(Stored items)

══════════

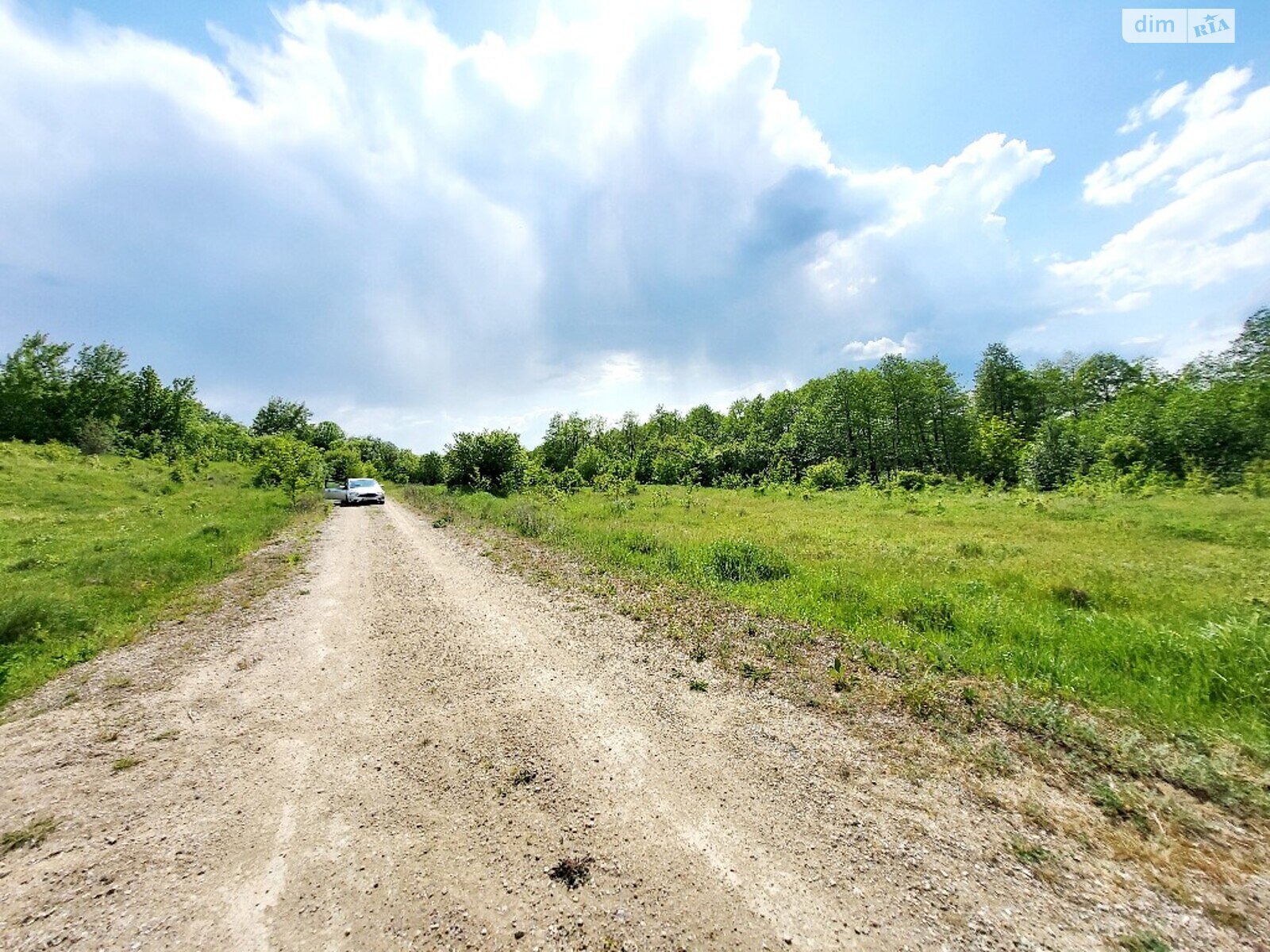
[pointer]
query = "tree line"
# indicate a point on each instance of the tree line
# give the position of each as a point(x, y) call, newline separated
point(1098, 418)
point(97, 403)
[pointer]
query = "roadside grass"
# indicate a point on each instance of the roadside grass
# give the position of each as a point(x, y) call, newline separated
point(95, 549)
point(1128, 635)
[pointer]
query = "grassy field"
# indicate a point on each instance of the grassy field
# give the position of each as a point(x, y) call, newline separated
point(1153, 606)
point(94, 549)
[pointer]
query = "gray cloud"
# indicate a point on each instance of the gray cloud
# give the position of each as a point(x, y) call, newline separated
point(416, 235)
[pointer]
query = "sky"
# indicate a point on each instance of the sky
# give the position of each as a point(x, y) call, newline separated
point(421, 219)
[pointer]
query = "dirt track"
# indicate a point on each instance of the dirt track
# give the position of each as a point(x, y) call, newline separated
point(394, 749)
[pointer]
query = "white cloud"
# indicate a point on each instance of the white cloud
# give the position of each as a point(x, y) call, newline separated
point(1217, 135)
point(1212, 228)
point(876, 349)
point(368, 215)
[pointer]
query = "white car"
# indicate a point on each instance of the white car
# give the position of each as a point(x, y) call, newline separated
point(356, 493)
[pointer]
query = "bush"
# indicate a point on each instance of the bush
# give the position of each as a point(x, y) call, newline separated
point(491, 461)
point(911, 480)
point(1124, 452)
point(1257, 478)
point(590, 463)
point(1053, 459)
point(97, 437)
point(431, 470)
point(737, 560)
point(829, 475)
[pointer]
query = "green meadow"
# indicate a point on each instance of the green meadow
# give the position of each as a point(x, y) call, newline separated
point(93, 549)
point(1155, 606)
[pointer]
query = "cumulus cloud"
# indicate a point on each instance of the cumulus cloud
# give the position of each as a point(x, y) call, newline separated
point(417, 234)
point(1213, 173)
point(876, 349)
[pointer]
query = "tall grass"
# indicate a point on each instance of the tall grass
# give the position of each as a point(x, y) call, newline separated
point(1156, 606)
point(93, 549)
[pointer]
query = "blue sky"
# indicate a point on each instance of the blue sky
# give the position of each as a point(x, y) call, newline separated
point(425, 217)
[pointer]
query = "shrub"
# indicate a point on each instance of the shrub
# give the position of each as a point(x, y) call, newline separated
point(431, 470)
point(290, 463)
point(97, 437)
point(491, 461)
point(1257, 478)
point(737, 560)
point(911, 479)
point(569, 482)
point(590, 463)
point(829, 475)
point(1124, 452)
point(1053, 459)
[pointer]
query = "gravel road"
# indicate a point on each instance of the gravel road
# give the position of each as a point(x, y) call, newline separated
point(399, 746)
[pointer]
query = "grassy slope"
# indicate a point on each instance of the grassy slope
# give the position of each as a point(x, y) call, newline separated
point(92, 550)
point(1153, 606)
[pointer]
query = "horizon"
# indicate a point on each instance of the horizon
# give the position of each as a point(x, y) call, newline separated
point(421, 220)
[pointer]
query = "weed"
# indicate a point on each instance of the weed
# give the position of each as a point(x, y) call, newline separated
point(1166, 628)
point(1119, 804)
point(840, 677)
point(1028, 852)
point(1227, 917)
point(108, 564)
point(1072, 596)
point(995, 759)
point(927, 615)
point(737, 560)
point(29, 835)
point(572, 871)
point(1143, 941)
point(753, 673)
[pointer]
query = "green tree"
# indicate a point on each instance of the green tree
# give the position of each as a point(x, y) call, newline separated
point(290, 463)
point(325, 435)
point(279, 416)
point(563, 441)
point(999, 450)
point(431, 470)
point(1003, 390)
point(493, 461)
point(35, 387)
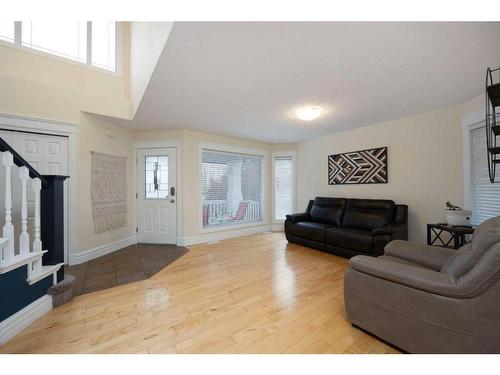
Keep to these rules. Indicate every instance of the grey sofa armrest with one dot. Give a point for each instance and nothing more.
(295, 218)
(427, 256)
(415, 277)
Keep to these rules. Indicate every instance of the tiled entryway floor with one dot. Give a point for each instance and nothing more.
(133, 263)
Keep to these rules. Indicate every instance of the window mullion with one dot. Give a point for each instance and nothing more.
(89, 43)
(18, 33)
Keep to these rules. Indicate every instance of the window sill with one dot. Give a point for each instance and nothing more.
(60, 58)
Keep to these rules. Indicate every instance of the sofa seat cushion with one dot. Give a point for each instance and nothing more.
(328, 210)
(310, 230)
(349, 238)
(368, 214)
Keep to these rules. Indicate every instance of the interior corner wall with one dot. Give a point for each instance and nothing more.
(425, 168)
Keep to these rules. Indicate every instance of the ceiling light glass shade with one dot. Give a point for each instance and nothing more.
(309, 113)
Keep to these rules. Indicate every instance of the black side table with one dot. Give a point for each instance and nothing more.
(457, 235)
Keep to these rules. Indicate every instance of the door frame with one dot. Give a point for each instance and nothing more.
(65, 129)
(176, 144)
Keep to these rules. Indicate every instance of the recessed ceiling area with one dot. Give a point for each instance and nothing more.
(246, 79)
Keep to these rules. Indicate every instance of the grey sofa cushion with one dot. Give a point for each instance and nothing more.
(485, 236)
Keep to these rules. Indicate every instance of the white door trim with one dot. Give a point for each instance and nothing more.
(163, 144)
(50, 127)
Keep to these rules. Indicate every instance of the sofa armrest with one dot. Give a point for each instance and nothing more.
(423, 279)
(296, 218)
(428, 256)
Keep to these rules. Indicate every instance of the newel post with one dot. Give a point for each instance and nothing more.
(52, 221)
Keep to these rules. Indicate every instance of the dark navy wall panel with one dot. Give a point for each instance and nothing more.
(16, 293)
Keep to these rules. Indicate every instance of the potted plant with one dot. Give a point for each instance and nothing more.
(457, 216)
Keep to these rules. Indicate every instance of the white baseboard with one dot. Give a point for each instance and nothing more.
(23, 318)
(99, 251)
(278, 227)
(217, 236)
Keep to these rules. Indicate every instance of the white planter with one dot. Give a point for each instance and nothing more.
(458, 217)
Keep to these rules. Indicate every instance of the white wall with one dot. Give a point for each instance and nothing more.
(424, 165)
(147, 41)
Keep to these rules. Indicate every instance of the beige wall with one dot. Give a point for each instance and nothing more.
(147, 41)
(40, 86)
(424, 165)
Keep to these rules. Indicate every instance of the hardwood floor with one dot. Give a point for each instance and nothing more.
(252, 294)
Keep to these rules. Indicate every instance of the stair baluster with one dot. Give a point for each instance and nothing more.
(24, 237)
(37, 186)
(8, 228)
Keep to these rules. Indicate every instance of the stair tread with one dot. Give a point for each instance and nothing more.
(18, 261)
(494, 94)
(494, 150)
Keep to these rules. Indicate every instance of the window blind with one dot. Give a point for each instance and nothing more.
(283, 186)
(231, 188)
(485, 195)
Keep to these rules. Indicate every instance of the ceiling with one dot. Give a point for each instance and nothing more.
(244, 79)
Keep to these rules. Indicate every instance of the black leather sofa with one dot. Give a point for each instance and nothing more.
(348, 227)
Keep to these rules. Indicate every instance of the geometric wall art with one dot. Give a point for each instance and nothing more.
(358, 167)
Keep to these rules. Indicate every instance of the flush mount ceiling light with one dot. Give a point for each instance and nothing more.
(309, 112)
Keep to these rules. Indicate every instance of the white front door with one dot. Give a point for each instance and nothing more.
(157, 196)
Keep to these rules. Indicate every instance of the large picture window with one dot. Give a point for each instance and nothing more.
(232, 189)
(283, 186)
(90, 43)
(485, 195)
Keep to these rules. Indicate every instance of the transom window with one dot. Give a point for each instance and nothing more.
(231, 186)
(156, 177)
(90, 43)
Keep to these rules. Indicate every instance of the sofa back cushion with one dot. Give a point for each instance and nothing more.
(328, 210)
(486, 235)
(368, 214)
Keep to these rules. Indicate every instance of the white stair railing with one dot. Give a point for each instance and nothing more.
(26, 257)
(24, 237)
(8, 228)
(37, 186)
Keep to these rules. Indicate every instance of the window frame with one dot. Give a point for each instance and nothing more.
(293, 155)
(17, 44)
(263, 181)
(470, 122)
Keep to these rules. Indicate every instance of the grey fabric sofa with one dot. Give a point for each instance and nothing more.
(426, 299)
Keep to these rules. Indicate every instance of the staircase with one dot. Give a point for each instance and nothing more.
(492, 120)
(28, 267)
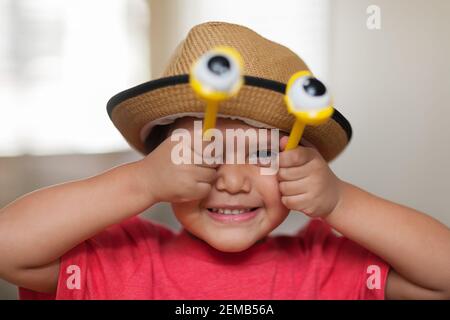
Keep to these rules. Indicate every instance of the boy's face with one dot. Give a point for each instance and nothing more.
(237, 187)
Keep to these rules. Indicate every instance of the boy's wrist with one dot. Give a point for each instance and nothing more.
(141, 183)
(343, 191)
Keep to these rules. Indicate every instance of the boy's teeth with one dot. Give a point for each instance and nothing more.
(229, 211)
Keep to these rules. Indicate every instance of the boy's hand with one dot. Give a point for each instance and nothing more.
(307, 184)
(163, 180)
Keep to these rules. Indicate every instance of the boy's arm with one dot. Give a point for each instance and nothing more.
(414, 244)
(38, 228)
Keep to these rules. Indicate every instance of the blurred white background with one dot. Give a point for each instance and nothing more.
(60, 62)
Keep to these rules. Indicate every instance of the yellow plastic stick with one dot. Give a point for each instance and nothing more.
(212, 107)
(296, 134)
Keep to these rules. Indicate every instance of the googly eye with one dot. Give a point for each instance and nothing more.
(218, 73)
(307, 94)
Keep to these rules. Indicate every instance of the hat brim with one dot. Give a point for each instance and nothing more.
(259, 100)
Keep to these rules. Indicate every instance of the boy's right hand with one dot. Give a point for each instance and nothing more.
(165, 181)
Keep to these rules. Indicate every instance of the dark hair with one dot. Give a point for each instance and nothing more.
(157, 135)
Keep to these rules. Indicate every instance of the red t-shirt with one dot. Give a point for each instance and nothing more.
(139, 259)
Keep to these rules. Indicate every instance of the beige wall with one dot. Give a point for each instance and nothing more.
(392, 84)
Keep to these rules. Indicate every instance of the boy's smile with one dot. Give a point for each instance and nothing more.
(242, 207)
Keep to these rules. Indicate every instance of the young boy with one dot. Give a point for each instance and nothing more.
(82, 239)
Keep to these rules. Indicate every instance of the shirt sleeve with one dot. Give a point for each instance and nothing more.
(114, 264)
(344, 269)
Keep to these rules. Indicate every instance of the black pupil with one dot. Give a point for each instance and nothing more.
(314, 87)
(219, 65)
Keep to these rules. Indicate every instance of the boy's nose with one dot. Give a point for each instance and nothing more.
(232, 178)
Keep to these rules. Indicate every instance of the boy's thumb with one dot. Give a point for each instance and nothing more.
(283, 142)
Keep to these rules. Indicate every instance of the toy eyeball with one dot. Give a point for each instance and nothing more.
(217, 75)
(307, 98)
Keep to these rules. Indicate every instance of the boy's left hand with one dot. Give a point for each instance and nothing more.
(306, 182)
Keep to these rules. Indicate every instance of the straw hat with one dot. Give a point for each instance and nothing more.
(142, 113)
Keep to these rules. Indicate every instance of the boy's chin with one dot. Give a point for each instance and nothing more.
(230, 244)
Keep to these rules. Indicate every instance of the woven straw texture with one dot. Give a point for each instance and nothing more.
(262, 58)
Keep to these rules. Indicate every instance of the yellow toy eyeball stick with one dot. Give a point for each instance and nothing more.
(308, 100)
(216, 76)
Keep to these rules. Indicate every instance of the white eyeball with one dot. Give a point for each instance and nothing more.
(308, 94)
(218, 71)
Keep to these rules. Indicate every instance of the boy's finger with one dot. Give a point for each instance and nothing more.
(295, 157)
(293, 173)
(291, 188)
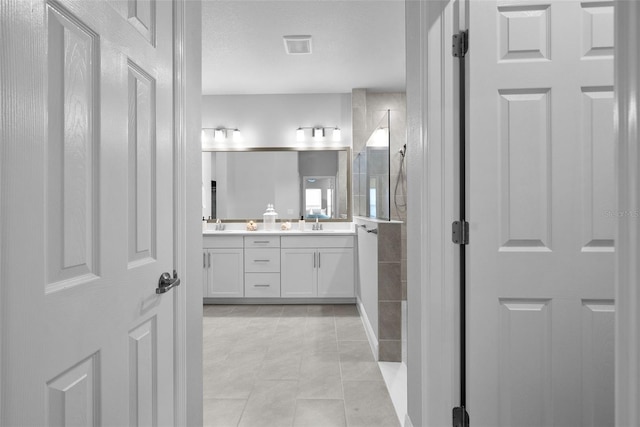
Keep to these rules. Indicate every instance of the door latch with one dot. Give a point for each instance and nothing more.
(460, 232)
(166, 282)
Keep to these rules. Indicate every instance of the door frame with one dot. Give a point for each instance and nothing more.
(187, 100)
(627, 117)
(433, 374)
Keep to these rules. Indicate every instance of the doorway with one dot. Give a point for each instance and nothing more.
(279, 134)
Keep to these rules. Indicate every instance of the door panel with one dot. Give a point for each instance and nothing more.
(87, 212)
(335, 273)
(540, 206)
(299, 277)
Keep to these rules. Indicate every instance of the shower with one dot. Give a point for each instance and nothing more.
(401, 181)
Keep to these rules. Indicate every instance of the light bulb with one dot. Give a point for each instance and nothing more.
(337, 135)
(318, 134)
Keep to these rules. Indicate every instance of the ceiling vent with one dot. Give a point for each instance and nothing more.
(297, 45)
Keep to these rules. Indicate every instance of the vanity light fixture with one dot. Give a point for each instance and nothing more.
(337, 135)
(300, 135)
(318, 133)
(220, 134)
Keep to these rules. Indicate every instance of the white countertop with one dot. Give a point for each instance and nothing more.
(350, 231)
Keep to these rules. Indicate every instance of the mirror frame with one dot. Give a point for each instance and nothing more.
(290, 149)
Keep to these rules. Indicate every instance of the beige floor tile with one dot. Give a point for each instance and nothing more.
(357, 362)
(271, 404)
(319, 413)
(350, 329)
(368, 404)
(295, 310)
(345, 310)
(280, 366)
(288, 365)
(320, 310)
(223, 412)
(320, 377)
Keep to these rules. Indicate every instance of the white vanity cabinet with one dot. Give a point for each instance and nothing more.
(223, 267)
(262, 266)
(317, 266)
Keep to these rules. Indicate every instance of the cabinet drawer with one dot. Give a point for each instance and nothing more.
(262, 285)
(317, 241)
(261, 241)
(262, 260)
(222, 242)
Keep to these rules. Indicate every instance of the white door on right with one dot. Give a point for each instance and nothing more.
(540, 206)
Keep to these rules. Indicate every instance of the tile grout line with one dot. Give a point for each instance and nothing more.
(344, 397)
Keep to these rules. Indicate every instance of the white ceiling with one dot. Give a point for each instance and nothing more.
(356, 44)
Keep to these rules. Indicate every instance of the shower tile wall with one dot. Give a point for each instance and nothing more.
(367, 110)
(389, 293)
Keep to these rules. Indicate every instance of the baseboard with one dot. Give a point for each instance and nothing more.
(407, 421)
(373, 340)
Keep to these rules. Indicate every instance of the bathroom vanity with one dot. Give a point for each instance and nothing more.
(279, 266)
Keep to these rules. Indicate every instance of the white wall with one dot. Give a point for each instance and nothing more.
(272, 120)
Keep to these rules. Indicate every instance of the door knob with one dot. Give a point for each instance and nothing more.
(167, 282)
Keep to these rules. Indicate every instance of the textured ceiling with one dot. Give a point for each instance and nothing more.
(356, 44)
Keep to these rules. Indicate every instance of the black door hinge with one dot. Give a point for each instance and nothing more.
(460, 44)
(460, 417)
(460, 232)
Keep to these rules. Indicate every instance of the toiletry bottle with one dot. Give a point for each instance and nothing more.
(269, 218)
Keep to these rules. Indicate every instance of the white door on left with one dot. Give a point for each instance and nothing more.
(86, 212)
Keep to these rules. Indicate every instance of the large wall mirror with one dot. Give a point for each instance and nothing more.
(237, 185)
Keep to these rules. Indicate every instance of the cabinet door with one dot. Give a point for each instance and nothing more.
(226, 273)
(298, 273)
(335, 273)
(206, 260)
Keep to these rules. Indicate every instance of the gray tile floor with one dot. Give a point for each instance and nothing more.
(290, 366)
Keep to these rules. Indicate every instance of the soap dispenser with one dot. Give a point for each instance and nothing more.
(269, 218)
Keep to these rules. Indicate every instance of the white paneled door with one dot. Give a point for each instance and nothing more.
(86, 213)
(541, 212)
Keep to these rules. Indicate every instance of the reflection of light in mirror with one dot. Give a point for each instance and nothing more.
(318, 134)
(380, 138)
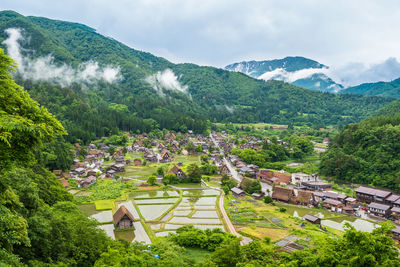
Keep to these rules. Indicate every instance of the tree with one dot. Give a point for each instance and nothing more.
(160, 170)
(268, 199)
(228, 254)
(199, 148)
(194, 173)
(23, 123)
(251, 185)
(170, 178)
(152, 180)
(111, 150)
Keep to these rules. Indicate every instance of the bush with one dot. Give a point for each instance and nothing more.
(152, 180)
(268, 200)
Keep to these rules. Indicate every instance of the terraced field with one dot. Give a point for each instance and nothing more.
(159, 212)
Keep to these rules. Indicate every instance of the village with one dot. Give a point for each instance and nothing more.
(145, 156)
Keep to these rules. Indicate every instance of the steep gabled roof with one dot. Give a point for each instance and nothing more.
(282, 193)
(175, 170)
(121, 212)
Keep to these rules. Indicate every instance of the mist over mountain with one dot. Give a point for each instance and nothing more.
(299, 71)
(97, 85)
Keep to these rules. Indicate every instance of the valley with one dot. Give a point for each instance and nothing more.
(112, 156)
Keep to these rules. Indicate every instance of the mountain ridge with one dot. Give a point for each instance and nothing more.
(384, 89)
(147, 92)
(310, 73)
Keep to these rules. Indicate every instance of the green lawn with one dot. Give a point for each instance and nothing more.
(106, 204)
(197, 254)
(187, 159)
(134, 155)
(188, 185)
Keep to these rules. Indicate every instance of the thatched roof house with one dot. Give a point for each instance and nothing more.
(304, 197)
(178, 172)
(123, 219)
(282, 194)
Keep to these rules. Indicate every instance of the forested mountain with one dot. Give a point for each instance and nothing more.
(40, 225)
(299, 71)
(385, 89)
(367, 152)
(150, 92)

══════════

▶ Work task: Begin at the first line of the entries and stop after the line holding "# indicate a point on each instance of the roadside"; repeat those lines exactly, but not the pictures.

▶ Result of this exercise:
[pointer]
query = "tree line"
# indicate a point on each instance of the tree line
# give the position of each as a point(x, y) call, newline separated
point(1098, 418)
point(97, 403)
[pointer]
query = "roadside grass"
# indicate a point on each instance of the roadside grass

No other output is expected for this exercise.